(Information provided begins)

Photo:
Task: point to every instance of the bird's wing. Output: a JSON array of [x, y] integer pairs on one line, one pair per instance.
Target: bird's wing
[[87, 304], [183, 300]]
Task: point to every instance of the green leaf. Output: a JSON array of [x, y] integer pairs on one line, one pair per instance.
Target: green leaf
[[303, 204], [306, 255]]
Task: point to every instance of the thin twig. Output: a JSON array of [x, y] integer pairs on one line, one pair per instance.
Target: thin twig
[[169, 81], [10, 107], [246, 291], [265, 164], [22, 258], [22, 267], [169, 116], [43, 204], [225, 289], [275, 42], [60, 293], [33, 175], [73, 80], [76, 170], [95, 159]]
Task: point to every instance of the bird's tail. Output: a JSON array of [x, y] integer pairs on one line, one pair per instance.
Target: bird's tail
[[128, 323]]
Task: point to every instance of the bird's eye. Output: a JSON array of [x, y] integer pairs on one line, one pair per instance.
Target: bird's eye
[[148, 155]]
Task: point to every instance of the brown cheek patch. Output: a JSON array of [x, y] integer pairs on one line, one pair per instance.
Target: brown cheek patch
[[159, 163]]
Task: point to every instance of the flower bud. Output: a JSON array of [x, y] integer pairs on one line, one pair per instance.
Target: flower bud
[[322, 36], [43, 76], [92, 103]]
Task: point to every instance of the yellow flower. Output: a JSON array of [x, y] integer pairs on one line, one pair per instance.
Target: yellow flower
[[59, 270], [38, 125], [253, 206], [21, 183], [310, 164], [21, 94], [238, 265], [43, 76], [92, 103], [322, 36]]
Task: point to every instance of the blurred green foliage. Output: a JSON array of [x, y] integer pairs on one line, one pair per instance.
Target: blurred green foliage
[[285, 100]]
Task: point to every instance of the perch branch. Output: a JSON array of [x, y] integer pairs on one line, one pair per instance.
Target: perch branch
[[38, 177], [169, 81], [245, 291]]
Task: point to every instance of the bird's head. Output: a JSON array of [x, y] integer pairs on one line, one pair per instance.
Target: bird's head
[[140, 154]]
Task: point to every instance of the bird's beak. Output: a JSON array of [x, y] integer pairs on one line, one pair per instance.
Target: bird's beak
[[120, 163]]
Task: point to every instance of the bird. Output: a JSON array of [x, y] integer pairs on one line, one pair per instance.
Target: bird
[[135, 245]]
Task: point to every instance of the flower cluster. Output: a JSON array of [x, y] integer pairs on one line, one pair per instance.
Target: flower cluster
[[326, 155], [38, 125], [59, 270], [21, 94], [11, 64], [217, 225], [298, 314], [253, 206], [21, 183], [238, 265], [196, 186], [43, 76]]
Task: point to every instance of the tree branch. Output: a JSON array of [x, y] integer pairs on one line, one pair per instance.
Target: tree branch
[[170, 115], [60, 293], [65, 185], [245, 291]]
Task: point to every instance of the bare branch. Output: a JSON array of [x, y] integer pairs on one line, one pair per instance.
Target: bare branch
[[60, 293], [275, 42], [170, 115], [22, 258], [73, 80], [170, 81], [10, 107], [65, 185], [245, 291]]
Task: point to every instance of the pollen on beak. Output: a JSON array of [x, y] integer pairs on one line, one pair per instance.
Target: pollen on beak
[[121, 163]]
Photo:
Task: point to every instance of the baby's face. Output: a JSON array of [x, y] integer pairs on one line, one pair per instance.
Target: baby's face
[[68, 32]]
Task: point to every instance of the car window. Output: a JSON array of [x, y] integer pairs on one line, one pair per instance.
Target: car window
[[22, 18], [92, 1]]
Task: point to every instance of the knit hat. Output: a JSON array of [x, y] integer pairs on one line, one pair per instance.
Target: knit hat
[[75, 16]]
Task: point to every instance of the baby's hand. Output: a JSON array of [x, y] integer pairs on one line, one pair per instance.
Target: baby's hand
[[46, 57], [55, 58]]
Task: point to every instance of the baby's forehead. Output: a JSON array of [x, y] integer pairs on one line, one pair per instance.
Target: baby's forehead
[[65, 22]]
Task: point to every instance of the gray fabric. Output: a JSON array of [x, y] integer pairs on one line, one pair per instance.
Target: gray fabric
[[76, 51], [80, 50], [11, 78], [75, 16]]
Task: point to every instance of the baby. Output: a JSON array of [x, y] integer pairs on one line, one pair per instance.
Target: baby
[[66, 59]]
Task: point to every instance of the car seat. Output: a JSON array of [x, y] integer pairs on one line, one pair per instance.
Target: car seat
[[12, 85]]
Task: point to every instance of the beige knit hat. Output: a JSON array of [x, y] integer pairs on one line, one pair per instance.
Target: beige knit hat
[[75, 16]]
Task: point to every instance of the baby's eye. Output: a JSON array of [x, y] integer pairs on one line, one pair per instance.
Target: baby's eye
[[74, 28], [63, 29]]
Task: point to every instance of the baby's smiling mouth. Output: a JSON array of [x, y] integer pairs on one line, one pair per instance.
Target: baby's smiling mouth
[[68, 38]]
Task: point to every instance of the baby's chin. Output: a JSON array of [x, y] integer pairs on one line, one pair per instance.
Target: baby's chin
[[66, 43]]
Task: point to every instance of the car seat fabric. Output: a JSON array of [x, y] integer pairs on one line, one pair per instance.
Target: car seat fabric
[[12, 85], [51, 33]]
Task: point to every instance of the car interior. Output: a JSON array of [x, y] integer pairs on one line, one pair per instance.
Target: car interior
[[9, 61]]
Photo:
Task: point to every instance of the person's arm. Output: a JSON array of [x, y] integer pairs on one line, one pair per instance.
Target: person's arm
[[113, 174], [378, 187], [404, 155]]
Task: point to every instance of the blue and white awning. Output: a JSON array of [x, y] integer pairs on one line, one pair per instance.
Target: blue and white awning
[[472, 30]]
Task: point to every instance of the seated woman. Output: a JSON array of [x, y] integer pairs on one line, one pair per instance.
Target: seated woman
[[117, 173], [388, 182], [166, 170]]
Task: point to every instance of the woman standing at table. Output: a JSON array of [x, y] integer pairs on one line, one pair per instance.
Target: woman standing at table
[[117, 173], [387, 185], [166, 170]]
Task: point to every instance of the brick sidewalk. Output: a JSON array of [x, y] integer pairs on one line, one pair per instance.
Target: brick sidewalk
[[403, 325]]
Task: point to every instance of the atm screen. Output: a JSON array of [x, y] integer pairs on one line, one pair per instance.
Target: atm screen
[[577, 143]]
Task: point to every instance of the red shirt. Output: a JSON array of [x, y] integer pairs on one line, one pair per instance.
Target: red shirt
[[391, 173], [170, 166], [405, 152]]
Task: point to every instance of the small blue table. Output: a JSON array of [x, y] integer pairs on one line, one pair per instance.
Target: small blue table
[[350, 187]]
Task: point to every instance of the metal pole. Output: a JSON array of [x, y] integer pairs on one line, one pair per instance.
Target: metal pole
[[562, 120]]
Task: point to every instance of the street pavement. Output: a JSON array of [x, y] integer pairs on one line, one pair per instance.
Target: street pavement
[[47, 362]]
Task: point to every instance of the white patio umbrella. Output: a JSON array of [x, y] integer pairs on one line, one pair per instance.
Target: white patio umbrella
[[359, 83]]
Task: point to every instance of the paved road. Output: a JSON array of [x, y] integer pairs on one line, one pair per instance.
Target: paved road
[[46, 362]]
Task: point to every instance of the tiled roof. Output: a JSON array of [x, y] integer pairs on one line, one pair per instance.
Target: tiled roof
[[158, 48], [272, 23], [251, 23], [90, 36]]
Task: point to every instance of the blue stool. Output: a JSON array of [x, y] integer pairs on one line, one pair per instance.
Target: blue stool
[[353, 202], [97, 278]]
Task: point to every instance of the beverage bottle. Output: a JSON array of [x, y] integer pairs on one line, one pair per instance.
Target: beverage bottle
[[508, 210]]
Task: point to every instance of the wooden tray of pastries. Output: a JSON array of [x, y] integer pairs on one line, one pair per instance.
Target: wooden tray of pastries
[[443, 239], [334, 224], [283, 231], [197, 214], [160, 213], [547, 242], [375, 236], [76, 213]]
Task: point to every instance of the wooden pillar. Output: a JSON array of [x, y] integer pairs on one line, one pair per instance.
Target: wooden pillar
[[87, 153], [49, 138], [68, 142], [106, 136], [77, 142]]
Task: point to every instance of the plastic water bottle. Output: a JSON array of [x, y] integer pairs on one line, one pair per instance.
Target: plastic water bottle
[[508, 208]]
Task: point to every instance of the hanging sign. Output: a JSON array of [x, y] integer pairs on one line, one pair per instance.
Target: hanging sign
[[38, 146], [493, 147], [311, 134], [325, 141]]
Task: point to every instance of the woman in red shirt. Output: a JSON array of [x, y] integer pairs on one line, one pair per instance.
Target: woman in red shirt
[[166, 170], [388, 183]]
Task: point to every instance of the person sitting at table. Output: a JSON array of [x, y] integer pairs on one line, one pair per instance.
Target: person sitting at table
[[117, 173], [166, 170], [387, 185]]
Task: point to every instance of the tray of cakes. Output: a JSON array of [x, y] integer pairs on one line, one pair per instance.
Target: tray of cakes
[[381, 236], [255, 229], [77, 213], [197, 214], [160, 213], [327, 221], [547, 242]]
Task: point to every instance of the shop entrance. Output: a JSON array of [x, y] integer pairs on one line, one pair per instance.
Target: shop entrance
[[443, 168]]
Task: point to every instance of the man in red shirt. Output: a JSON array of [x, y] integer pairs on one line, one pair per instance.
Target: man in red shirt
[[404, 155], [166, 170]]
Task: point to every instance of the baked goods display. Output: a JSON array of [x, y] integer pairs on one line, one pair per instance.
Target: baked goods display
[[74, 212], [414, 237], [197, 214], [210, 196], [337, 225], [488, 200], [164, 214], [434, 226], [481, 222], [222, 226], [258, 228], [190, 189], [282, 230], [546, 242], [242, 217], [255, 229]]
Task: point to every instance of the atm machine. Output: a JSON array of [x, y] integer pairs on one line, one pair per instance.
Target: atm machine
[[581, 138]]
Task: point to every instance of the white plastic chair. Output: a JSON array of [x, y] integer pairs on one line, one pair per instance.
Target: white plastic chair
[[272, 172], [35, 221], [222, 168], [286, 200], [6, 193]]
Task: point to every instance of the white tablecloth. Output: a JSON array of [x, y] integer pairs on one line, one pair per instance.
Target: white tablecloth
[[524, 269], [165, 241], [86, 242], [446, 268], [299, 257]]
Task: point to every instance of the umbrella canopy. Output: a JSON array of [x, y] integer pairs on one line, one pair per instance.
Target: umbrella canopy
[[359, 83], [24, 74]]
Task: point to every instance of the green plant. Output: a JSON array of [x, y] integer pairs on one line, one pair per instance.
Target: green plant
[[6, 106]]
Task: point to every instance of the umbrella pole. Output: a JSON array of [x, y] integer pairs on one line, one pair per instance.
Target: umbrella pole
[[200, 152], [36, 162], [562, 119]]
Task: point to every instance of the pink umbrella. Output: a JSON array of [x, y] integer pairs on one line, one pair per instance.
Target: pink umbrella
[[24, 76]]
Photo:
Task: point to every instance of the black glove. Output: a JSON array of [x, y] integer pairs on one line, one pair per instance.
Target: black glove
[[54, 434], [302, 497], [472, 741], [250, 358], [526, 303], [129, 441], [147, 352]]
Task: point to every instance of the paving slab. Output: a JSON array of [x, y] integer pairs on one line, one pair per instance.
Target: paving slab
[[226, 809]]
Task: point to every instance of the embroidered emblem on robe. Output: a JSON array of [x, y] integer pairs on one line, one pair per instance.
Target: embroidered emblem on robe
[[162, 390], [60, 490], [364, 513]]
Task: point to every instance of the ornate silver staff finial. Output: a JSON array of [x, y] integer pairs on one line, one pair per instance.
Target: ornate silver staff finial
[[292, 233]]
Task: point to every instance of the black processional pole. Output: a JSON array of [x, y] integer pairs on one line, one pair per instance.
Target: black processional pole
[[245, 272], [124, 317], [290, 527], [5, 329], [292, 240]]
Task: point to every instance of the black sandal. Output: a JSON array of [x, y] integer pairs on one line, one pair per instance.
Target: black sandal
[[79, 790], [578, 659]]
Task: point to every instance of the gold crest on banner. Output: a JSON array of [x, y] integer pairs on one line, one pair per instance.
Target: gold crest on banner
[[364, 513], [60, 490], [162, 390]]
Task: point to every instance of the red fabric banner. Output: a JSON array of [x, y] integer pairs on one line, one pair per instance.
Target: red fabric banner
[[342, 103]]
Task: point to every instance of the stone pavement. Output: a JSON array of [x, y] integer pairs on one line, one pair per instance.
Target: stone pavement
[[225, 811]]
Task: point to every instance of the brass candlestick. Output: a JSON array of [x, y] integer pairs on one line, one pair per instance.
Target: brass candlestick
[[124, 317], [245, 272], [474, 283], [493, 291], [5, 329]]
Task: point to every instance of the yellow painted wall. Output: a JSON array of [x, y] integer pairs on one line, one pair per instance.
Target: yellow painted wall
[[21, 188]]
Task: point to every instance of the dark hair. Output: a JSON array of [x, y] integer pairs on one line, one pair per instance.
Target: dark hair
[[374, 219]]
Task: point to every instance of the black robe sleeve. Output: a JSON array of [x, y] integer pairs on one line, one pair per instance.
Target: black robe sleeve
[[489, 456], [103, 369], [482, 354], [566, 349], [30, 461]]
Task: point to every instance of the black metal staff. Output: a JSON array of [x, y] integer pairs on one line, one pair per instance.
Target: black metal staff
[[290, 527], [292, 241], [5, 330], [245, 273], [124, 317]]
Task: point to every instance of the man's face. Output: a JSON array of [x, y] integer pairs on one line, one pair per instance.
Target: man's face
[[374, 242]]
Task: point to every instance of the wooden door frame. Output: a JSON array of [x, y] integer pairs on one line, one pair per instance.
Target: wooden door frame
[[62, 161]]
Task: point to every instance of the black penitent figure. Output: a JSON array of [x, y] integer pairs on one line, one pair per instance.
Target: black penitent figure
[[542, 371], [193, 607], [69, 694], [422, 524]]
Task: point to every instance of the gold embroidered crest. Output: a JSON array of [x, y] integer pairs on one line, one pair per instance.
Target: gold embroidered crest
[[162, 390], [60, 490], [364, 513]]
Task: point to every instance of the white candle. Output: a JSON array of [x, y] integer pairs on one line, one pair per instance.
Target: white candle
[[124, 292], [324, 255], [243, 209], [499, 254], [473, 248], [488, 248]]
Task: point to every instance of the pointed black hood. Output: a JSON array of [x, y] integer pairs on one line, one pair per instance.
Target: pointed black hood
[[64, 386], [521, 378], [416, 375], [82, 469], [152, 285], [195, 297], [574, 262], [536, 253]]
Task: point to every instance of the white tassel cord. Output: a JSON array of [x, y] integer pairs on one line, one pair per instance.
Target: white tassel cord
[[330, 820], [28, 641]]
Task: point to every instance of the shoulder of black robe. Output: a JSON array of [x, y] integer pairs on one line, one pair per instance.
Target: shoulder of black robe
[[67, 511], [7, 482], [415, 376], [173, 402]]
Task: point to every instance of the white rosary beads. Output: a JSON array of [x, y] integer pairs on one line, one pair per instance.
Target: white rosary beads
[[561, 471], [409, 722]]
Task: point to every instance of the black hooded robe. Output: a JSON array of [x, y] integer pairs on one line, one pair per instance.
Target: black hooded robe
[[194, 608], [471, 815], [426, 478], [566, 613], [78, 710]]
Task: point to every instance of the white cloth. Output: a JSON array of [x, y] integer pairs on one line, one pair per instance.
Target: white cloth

(Information provided ends)

Restate verbatim all lines from the start of the data through the line containing "Task: point to every instance of the thin", with both ends kept.

Written reply:
Photo:
Task: point to every instance of the bird's wing. Output: a JSON array of [x, y] integer pairs on one line, one pair per instance.
Target: bird's wing
[[87, 304], [183, 300]]
Task: point to every instance of the green leaf. Output: a JSON array of [x, y] integer pairs on one line, one pair per instance.
Target: green leaf
[[303, 204], [306, 255]]
Task: point to every instance of the thin twig. Output: a JSON array of [x, y] integer pairs on one line, one pair per instance.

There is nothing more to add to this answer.